━━ RAW DATA ━━
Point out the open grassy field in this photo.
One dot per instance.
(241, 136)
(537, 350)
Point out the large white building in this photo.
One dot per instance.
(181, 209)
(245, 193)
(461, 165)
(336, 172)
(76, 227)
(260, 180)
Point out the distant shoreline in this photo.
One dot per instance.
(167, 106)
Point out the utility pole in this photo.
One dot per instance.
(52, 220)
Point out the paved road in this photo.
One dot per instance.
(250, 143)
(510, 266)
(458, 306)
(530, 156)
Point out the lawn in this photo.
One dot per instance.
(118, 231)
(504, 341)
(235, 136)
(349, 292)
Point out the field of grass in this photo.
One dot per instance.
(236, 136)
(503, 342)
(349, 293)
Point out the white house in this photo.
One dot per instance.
━━━
━━ RAW DATA ━━
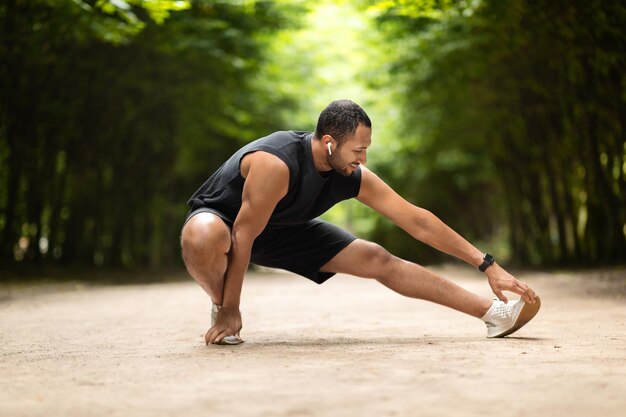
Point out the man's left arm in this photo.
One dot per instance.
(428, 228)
━━━
━━ RAW DATA ━━
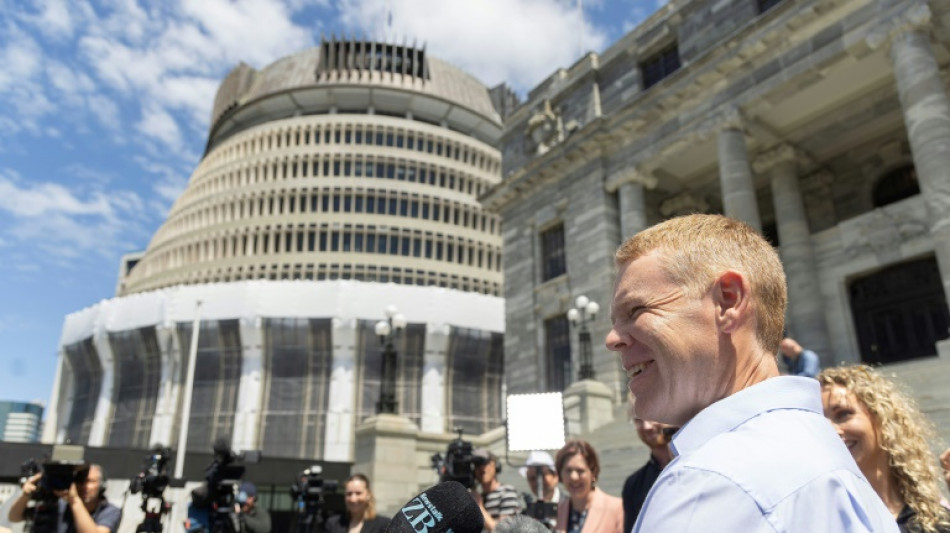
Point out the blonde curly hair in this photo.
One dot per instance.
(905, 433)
━━━
_PROBLEM TO SOLVE_
Select every line above that contains the word "Point", matching its case exactly.

_EXPECTED ANSWER_
Point out the open grassy field in this photo.
Point out the large white building in this photo.
Point out the distant shoreline in this photo.
Point out the utility pole in this photo.
Point out the paved road in this photo.
Point out the lawn in this photo.
Point out the field of grass in this photo.
Point out the white house in this photo.
Point out the man's left arm in this photo.
Point out the blonde curly hair in this photo.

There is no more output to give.